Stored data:

>>>

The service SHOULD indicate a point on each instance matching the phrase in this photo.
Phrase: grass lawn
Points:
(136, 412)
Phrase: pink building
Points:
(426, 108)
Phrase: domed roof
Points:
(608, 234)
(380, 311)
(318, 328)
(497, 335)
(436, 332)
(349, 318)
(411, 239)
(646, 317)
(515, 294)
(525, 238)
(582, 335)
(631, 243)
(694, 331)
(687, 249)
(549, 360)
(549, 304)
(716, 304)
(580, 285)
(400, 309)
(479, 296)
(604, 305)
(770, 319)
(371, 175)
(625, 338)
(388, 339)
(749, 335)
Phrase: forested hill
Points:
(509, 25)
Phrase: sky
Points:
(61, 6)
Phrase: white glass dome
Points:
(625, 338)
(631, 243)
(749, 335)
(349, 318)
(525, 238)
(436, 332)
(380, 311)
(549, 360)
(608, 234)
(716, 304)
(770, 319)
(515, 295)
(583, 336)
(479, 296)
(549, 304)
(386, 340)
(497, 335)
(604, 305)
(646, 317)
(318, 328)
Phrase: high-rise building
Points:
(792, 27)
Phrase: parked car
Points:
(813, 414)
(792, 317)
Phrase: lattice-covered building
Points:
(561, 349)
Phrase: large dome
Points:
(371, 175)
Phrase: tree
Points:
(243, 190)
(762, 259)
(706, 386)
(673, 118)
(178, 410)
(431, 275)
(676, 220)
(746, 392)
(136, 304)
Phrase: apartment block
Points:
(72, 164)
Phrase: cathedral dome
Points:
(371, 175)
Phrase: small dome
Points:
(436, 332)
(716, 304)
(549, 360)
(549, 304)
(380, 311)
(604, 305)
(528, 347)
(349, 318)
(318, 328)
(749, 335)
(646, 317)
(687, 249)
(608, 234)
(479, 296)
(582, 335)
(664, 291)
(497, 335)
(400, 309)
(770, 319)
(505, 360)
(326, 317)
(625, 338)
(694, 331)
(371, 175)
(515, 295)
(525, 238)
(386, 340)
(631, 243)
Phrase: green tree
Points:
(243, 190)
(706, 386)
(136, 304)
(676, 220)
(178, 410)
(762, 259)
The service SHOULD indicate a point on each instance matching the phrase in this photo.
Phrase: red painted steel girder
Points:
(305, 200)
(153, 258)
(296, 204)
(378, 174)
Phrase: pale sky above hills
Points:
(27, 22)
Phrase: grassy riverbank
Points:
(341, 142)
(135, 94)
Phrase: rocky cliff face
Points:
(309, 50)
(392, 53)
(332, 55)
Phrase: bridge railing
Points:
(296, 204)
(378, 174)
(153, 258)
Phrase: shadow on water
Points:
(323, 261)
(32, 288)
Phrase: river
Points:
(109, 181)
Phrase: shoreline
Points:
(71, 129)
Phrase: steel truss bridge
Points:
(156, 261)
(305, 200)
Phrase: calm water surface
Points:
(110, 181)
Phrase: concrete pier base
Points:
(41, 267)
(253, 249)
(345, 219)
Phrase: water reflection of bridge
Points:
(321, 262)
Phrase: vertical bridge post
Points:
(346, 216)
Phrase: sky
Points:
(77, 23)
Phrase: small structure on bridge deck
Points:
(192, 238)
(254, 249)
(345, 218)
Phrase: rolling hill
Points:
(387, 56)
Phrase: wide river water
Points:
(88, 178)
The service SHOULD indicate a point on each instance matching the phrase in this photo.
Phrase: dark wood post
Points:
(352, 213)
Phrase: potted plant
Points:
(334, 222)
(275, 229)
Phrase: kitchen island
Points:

<<<

Each entry given above is to be duplicated exactly.

The service SHOULD indicate a point on each instance matching the phrase in this photo.
Phrase: grass lawn
Points:
(136, 412)
Phrase: pink building
Points:
(426, 108)
Phrase: domed roof
Points:
(608, 234)
(380, 311)
(318, 328)
(497, 335)
(436, 332)
(349, 318)
(411, 239)
(646, 317)
(515, 294)
(525, 238)
(582, 335)
(631, 243)
(694, 331)
(687, 249)
(549, 360)
(549, 304)
(716, 304)
(580, 285)
(400, 309)
(479, 296)
(604, 305)
(770, 319)
(371, 175)
(625, 338)
(388, 339)
(749, 335)
Phrase: forested hill
Points:
(509, 25)
Phrase: sky
Points:
(61, 6)
Phrase: white glass dome
Points:
(625, 338)
(631, 243)
(749, 335)
(349, 318)
(525, 238)
(436, 332)
(380, 311)
(549, 360)
(608, 234)
(716, 304)
(770, 319)
(515, 295)
(583, 336)
(479, 296)
(549, 304)
(386, 340)
(497, 335)
(604, 305)
(646, 317)
(318, 328)
Phrase: high-rise building
Points:
(792, 27)
Phrase: parked car
Points:
(813, 414)
(792, 317)
Phrase: lattice-covered building
Points:
(561, 349)
Phrase: large dome
Points:
(371, 175)
Phrase: tree
Points:
(243, 190)
(762, 259)
(706, 386)
(673, 118)
(178, 410)
(431, 275)
(676, 220)
(746, 392)
(136, 304)
Phrase: apartment block
Points:
(72, 164)
Phrase: cathedral dome
Points:
(371, 175)
Phrase: small dome
Points:
(436, 332)
(716, 304)
(549, 360)
(549, 304)
(380, 311)
(604, 305)
(528, 347)
(349, 318)
(318, 328)
(749, 335)
(646, 317)
(687, 249)
(608, 234)
(479, 296)
(582, 335)
(664, 291)
(497, 335)
(400, 309)
(770, 319)
(505, 360)
(326, 317)
(625, 338)
(694, 331)
(371, 175)
(515, 295)
(525, 238)
(386, 340)
(631, 243)
Phrase: green tree
Points:
(243, 190)
(706, 386)
(136, 304)
(676, 220)
(178, 410)
(762, 259)
The service SHOULD indicate a point on each instance matching the phrase in this photo.
Phrase: red painted steel girder
Points:
(305, 200)
(153, 258)
(296, 204)
(378, 174)
Phrase: pale sky above hills
Points:
(27, 22)
Phrase: grassy riverbank
Points:
(341, 142)
(135, 94)
Phrase: rocky cliff face
Points:
(309, 50)
(392, 53)
(332, 55)
Phrase: bridge railing
Points:
(296, 204)
(378, 174)
(153, 258)
Phrase: shadow on water
Points:
(323, 261)
(32, 288)
Phrase: river
Points:
(109, 181)
Phrase: shoreline
Points:
(71, 129)
Phrase: steel truss bridge
Points:
(156, 261)
(305, 200)
Phrase: calm water surface
Points:
(110, 181)
Phrase: concrete pier base
Points:
(41, 267)
(253, 249)
(345, 219)
Phrase: water reflection of bridge
Points:
(321, 262)
Phrase: vertical bridge post
Points:
(346, 216)
Phrase: sky
Points:
(77, 23)
Phrase: small structure on bridge deck
Points:
(192, 238)
(254, 249)
(345, 218)
Phrase: rolling hill
Points:
(387, 56)
Phrase: wide river water
Points:
(88, 178)
The service SHOULD indicate a point on each instance matching the phrase in this photo.
Phrase: dark wood post
Points:
(352, 213)
Phrase: potted plant
Points:
(334, 222)
(275, 229)
Phrase: kitchen island
Points:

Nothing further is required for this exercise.